Labeled area outline entries
────────────────

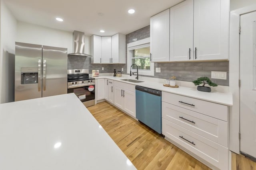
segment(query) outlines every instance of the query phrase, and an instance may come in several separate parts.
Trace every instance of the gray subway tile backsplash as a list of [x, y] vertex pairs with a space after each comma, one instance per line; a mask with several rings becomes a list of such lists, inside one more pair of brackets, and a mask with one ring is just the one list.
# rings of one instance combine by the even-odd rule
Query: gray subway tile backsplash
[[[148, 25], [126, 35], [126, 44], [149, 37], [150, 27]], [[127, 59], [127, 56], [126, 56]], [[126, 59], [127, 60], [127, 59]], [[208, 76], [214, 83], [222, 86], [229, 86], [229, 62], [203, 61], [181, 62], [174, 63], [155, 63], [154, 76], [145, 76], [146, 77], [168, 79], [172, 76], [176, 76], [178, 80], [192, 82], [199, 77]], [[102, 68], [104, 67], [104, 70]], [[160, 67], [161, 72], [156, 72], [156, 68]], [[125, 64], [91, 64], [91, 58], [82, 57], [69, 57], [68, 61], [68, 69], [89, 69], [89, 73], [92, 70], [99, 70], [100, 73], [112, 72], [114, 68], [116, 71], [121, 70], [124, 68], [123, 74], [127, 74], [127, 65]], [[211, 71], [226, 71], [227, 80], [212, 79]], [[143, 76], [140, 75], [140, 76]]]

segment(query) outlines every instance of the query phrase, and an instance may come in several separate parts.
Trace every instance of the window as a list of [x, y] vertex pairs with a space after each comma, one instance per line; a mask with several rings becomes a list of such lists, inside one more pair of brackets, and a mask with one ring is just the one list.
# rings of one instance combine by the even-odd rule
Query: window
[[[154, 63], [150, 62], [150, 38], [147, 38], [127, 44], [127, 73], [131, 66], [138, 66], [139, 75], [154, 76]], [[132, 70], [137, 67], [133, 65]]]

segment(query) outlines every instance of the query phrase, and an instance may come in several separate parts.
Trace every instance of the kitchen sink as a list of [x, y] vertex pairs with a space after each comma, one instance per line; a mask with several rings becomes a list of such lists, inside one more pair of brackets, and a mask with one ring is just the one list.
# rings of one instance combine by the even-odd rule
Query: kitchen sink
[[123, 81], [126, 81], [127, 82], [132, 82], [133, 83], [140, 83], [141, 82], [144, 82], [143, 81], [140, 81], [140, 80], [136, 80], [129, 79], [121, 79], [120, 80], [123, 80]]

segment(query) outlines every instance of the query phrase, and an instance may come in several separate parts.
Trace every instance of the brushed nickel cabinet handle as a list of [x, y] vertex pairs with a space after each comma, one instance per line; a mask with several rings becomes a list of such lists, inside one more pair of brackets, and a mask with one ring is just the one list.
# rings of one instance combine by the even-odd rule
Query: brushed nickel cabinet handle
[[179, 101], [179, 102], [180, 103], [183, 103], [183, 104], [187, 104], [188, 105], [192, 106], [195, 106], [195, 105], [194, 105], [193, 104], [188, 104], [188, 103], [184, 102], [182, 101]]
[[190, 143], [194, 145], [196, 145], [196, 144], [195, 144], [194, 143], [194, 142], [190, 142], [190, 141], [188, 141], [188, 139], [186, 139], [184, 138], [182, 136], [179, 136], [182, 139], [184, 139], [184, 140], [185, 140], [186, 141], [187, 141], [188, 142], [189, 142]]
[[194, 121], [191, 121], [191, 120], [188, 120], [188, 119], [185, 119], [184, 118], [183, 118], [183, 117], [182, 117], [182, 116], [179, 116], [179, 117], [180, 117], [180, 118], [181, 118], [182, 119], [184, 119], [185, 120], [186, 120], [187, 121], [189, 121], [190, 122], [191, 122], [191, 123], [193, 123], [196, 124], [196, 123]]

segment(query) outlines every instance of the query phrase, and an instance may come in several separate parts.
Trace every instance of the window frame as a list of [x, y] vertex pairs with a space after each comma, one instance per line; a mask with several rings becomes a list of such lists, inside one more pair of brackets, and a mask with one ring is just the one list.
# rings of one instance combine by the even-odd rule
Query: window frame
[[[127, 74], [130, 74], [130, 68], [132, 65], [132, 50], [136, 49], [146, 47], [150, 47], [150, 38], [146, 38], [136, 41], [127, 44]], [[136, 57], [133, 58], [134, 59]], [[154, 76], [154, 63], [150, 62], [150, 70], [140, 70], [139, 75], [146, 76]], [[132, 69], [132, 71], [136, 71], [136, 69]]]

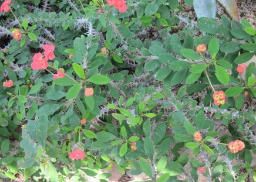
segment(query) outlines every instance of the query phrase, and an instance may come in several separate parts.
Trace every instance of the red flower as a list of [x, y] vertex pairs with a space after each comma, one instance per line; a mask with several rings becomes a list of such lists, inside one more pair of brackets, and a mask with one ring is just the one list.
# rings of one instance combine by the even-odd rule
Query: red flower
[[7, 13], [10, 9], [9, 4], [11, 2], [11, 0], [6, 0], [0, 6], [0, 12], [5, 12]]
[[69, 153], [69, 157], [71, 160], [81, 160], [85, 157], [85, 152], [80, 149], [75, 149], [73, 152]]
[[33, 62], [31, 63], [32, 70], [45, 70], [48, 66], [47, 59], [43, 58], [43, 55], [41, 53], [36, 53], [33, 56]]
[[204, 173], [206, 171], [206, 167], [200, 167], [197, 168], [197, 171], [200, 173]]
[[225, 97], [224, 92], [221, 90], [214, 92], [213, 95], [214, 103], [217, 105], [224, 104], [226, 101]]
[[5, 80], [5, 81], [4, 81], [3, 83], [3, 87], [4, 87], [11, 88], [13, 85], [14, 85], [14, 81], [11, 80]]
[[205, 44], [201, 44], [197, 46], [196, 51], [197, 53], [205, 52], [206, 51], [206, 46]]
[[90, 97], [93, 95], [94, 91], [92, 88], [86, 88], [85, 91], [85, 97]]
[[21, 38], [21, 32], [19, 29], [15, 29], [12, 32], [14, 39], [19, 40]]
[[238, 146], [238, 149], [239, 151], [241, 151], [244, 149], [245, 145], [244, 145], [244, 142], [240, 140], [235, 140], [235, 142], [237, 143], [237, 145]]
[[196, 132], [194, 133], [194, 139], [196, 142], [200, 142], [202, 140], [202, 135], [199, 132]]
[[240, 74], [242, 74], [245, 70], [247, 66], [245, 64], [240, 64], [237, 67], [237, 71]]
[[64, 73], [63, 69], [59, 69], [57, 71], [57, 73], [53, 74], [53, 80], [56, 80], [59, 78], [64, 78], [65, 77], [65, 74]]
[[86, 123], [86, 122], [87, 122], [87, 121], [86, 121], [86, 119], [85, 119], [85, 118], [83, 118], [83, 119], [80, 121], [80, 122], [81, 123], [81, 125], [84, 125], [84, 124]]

────────────────

→ **TASK INSTRUCTIONS**
Arrange the lines of every item above as a numbered list, omitting any blank lines and leaving out the pictures.

→ **EXERCISE OUTPUT**
1. segment(query) outlines every instance of the query phrase, and an instance may come in several separate parts.
2. Trace every instance of the gray subway tile backsplash as a list of [x, y] vertex pairs with a space after each comma, one instance per line; a mask with several rings becomes a list of such lists, inside one more pair of brackets, and a mask with one ring is just the one list.
3. # rings of one instance combine by the even-odd rule
4. Query: gray subway tile backsplash
5. [[[148, 25], [126, 35], [126, 44], [149, 37], [150, 27]], [[127, 59], [127, 56], [126, 56]], [[126, 59], [127, 60], [127, 59]], [[208, 76], [214, 83], [222, 86], [229, 86], [229, 62], [203, 61], [181, 62], [174, 63], [155, 63], [154, 76], [145, 76], [146, 77], [168, 79], [172, 76], [176, 76], [178, 80], [192, 82], [199, 77]], [[102, 68], [104, 67], [104, 70]], [[160, 67], [161, 72], [156, 72], [156, 68]], [[125, 64], [91, 64], [91, 58], [82, 57], [69, 57], [68, 61], [68, 69], [89, 69], [89, 73], [92, 70], [99, 70], [100, 73], [112, 72], [114, 68], [116, 71], [121, 70], [124, 68], [123, 74], [127, 74], [127, 65]], [[211, 71], [226, 71], [227, 80], [212, 79]], [[143, 76], [140, 75], [140, 76]]]
6. segment(query) outlines every instance of the query phrase, and an instance may come in several separate parts.
7. Trace every instance of the window as a list of [x, y] vertex pairs with a space after each comma, one instance per line; a mask with several rings becomes a list of such lists, inside one more pair of brackets, and a mask with one ring is just the one list.
8. # rings of one instance combine by the even-odd rule
9. Query: window
10. [[[154, 63], [150, 62], [150, 38], [147, 38], [127, 44], [127, 73], [131, 66], [138, 66], [139, 75], [154, 76]], [[132, 70], [137, 67], [133, 65]]]
11. segment(query) outlines every instance of the query phrase, and an instance may come in several separate parts.
12. Trace every instance of the kitchen sink as a list of [x, y] vertex pairs with a space after each comma, one instance per line; a mask with several rings becomes a list of such lists, inside one more pair of brackets, and a mask with one ring is just the one list.
13. # rings of one instance combine by the even-odd rule
14. Query: kitchen sink
15. [[123, 81], [126, 81], [127, 82], [132, 82], [133, 83], [140, 83], [141, 82], [144, 82], [143, 81], [140, 81], [140, 80], [136, 80], [129, 79], [121, 79], [120, 80], [123, 80]]
16. segment(query) outlines every instance of the query phrase, and an instance may come in several separate parts.
17. Trace every instance of the brushed nickel cabinet handle as a list of [x, y] vertex pairs with a space after each comma, one instance per line; a mask with several rings becomes a list of such lists, inside one more pair of brackets, and a mask with one ring is just the one list.
18. # rings of one instance combine by the even-odd rule
19. Query: brushed nickel cabinet handle
20. [[179, 101], [179, 102], [180, 103], [183, 103], [183, 104], [187, 104], [188, 105], [192, 106], [195, 106], [195, 105], [194, 105], [193, 104], [188, 104], [188, 103], [184, 102], [182, 101]]
21. [[190, 143], [194, 145], [196, 145], [196, 144], [195, 144], [194, 143], [194, 142], [190, 142], [190, 141], [188, 141], [188, 139], [186, 139], [184, 138], [182, 136], [179, 136], [182, 139], [184, 139], [184, 140], [185, 140], [186, 141], [187, 141], [188, 142], [189, 142]]
22. [[194, 121], [191, 121], [191, 120], [188, 120], [188, 119], [185, 119], [184, 118], [183, 118], [183, 117], [182, 117], [182, 116], [179, 116], [179, 117], [180, 117], [180, 118], [181, 118], [182, 119], [184, 119], [185, 120], [186, 120], [187, 121], [189, 121], [190, 122], [191, 122], [191, 123], [193, 123], [196, 124], [196, 123]]
23. segment(query) outlines every instance of the query phrase, and an instance may come in several separate parts.
24. Trace every instance of the window frame as a list of [x, y] vertex pairs with a space after each comma, one instance per line; a mask with several rings becomes a list of such lists, inside one more pair of brackets, and a mask with one ring is just the one list.
25. # rings of one instance combine by the even-odd rule
26. Query: window frame
27. [[[127, 74], [130, 74], [130, 68], [132, 65], [132, 50], [136, 49], [146, 47], [150, 47], [150, 38], [146, 38], [136, 41], [127, 44]], [[136, 57], [133, 58], [134, 59]], [[154, 76], [154, 63], [150, 62], [150, 70], [140, 70], [139, 75], [146, 76]], [[132, 69], [132, 71], [136, 71], [136, 69]]]
28. segment(query) outlines every instance of the query phrase, and an instance may come in several separate parts.
29. Trace every instance of the red flower as a list of [x, y] vertex pairs with a space after each comma, one instance per line; a mask with several rings becomes a list of such lists, inside one more pair of brackets, and a mask with one ring is just the one list.
30. # rings of one instance combine by the even-odd rule
31. Query: red flower
32. [[7, 13], [10, 9], [9, 4], [11, 2], [11, 0], [6, 0], [0, 6], [0, 12], [5, 12]]
33. [[69, 153], [69, 157], [71, 160], [81, 160], [85, 157], [85, 152], [80, 149], [75, 149], [73, 152]]
34. [[33, 62], [31, 63], [32, 70], [45, 70], [48, 66], [47, 59], [43, 58], [43, 55], [41, 53], [36, 53], [33, 56]]
35. [[204, 173], [206, 171], [206, 167], [200, 167], [197, 168], [197, 171], [200, 173]]
36. [[225, 97], [224, 92], [221, 90], [214, 92], [213, 95], [214, 103], [217, 105], [224, 104], [226, 101]]
37. [[5, 80], [5, 81], [4, 81], [3, 83], [3, 87], [4, 87], [11, 88], [13, 85], [14, 85], [14, 81], [11, 80]]
38. [[205, 44], [201, 44], [197, 46], [196, 51], [197, 53], [205, 52], [206, 51], [206, 46]]
39. [[90, 97], [93, 95], [94, 91], [92, 88], [86, 88], [85, 91], [85, 97]]
40. [[21, 38], [21, 32], [19, 29], [15, 29], [12, 32], [14, 39], [19, 40]]
41. [[238, 146], [238, 149], [239, 151], [241, 151], [244, 149], [245, 145], [244, 145], [244, 142], [240, 140], [235, 140], [235, 142], [237, 143], [237, 145]]
42. [[196, 132], [194, 133], [194, 139], [196, 142], [200, 142], [202, 140], [202, 135], [199, 132]]
43. [[240, 74], [242, 74], [245, 70], [247, 66], [245, 64], [240, 64], [237, 67], [237, 71]]
44. [[64, 73], [63, 69], [59, 69], [57, 71], [57, 73], [53, 74], [53, 80], [56, 80], [59, 78], [64, 78], [65, 77], [65, 74]]
45. [[86, 123], [86, 122], [87, 122], [87, 121], [86, 121], [86, 119], [85, 119], [85, 118], [83, 118], [83, 119], [80, 121], [80, 122], [81, 123], [81, 125], [84, 125], [84, 124]]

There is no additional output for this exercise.